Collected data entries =
- - -

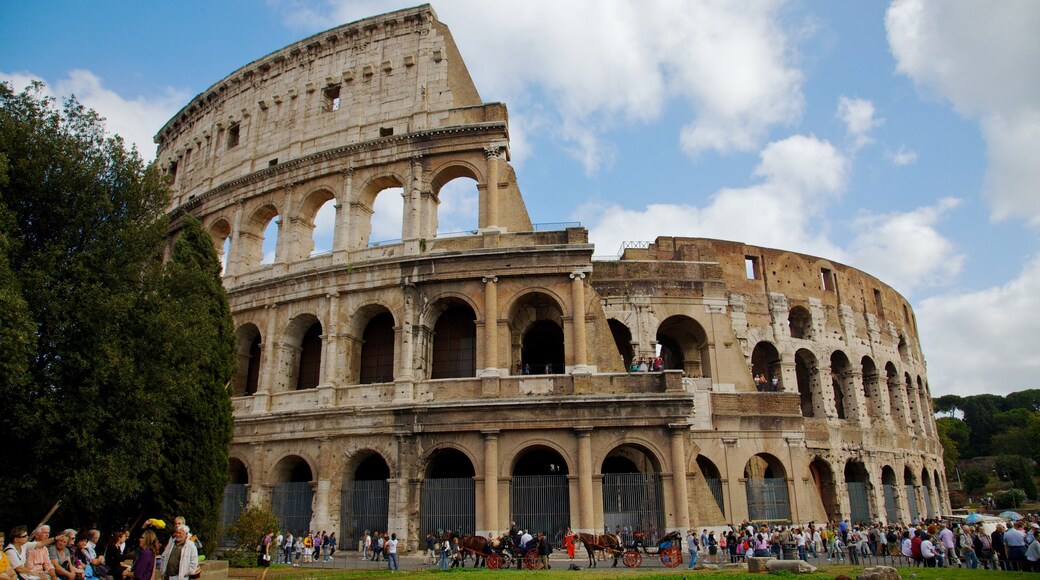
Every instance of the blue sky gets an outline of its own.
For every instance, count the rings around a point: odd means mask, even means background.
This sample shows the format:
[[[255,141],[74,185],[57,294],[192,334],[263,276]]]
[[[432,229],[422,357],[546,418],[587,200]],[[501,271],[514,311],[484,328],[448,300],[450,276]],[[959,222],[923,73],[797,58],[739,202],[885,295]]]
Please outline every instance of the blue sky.
[[[0,78],[76,94],[151,158],[235,69],[413,4],[12,2]],[[1040,386],[1040,2],[433,6],[509,106],[533,221],[580,221],[603,256],[657,235],[826,256],[911,301],[934,394]],[[473,227],[471,187],[446,205],[442,231]]]

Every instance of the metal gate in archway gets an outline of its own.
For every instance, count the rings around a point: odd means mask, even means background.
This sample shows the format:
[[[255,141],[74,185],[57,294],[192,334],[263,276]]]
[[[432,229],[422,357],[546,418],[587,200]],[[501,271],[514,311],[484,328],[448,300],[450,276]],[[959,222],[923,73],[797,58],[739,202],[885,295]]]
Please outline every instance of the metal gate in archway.
[[[509,519],[532,534],[554,539],[567,531],[571,519],[566,475],[514,475],[509,488]]]
[[[722,480],[717,477],[705,477],[704,483],[708,484],[708,489],[711,490],[711,496],[715,498],[715,503],[719,504],[719,512],[722,514],[726,513],[725,506],[722,502]]]
[[[849,515],[853,523],[870,522],[870,500],[867,498],[867,484],[862,481],[850,481],[845,484],[849,490]]]
[[[927,487],[922,489],[924,491],[924,517],[929,518],[936,515],[936,513],[932,511],[932,494],[928,492]]]
[[[271,511],[283,530],[293,534],[311,529],[311,502],[314,489],[309,481],[276,483],[271,489]]]
[[[899,521],[899,510],[896,508],[896,486],[885,484],[885,515],[888,523],[894,524]]]
[[[475,533],[476,483],[472,477],[427,479],[419,500],[419,535],[452,530],[456,535]]]
[[[220,504],[220,537],[218,542],[226,546],[228,526],[235,523],[246,505],[246,484],[229,483],[224,486],[224,501]]]
[[[621,539],[632,541],[643,532],[651,542],[664,529],[664,490],[657,473],[604,473],[603,524],[606,532],[621,528]]]
[[[910,509],[910,521],[916,522],[917,521],[918,512],[917,512],[917,494],[914,493],[914,485],[912,483],[908,483],[908,484],[906,484],[905,489],[906,489],[906,504],[907,504],[907,507]]]
[[[753,522],[791,521],[787,480],[782,477],[748,479],[748,517]]]
[[[388,532],[390,484],[385,479],[343,482],[342,507],[343,546],[356,546],[369,532]],[[343,539],[340,541],[342,542]]]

- - -

Problem statement = Repeat the data word for word, minus any pictures.

Response =
Every instance of the blue sky gets an outline of its own.
For every instance, count the rings around a point: odd means mask, even means background.
This sample shows the format:
[[[255,141],[74,185],[57,294],[192,334],[263,276]]]
[[[432,229],[422,357],[546,418],[587,200]],[[501,271],[514,311],[484,328],[448,300],[450,276]],[[959,222],[923,73],[797,58],[739,202],[885,295]]]
Please outline every instance of the blue sky.
[[[0,78],[76,94],[151,158],[235,69],[413,4],[12,2]],[[1040,386],[1040,2],[433,6],[509,106],[533,221],[580,221],[603,256],[657,235],[826,256],[911,301],[934,394]],[[473,227],[471,187],[446,205],[442,231]]]

Every instance of the metal gate in archway gets an outline of its own.
For every instance, count the rings around a point: odd means mask, even means background.
This sample shows the format:
[[[255,141],[74,185],[57,294],[192,334],[263,276]]]
[[[432,229],[422,357],[546,418],[587,200]],[[501,271],[514,311],[484,328],[448,300],[450,276]],[[959,222],[923,73],[797,58],[739,202],[885,295]]]
Please outline every instance of the metal gate in archway.
[[[509,519],[532,534],[554,539],[567,531],[571,519],[566,475],[514,475],[509,488]]]
[[[722,480],[717,477],[705,477],[704,483],[708,484],[708,489],[711,490],[711,496],[715,498],[715,503],[719,504],[719,512],[722,514],[726,513],[725,506],[722,502]]]
[[[849,515],[853,523],[870,522],[870,500],[867,498],[867,484],[862,481],[850,481],[845,484],[849,490]]]
[[[927,487],[922,489],[924,491],[924,517],[929,518],[936,515],[936,513],[932,511],[932,494],[928,492]]]
[[[271,511],[283,530],[293,534],[311,529],[311,502],[314,489],[309,481],[276,483],[271,489]]]
[[[899,521],[899,510],[896,508],[896,486],[885,484],[885,515],[888,523],[894,524]]]
[[[475,533],[476,483],[472,477],[427,479],[419,500],[419,535],[452,530],[456,535]]]
[[[220,504],[220,537],[218,542],[226,546],[228,526],[235,523],[246,505],[246,484],[229,483],[224,486],[224,501]]]
[[[621,539],[632,541],[643,532],[651,542],[664,529],[664,490],[657,473],[604,473],[603,524],[606,532],[621,528]]]
[[[910,509],[910,521],[916,522],[917,521],[918,512],[917,512],[917,494],[914,493],[914,485],[912,483],[908,483],[908,484],[906,484],[905,489],[906,489],[906,504],[907,504],[907,507]]]
[[[753,522],[791,521],[787,480],[782,477],[748,479],[748,517]]]
[[[388,532],[390,484],[385,479],[343,482],[342,507],[343,546],[356,546],[369,532]],[[343,539],[340,541],[342,542]]]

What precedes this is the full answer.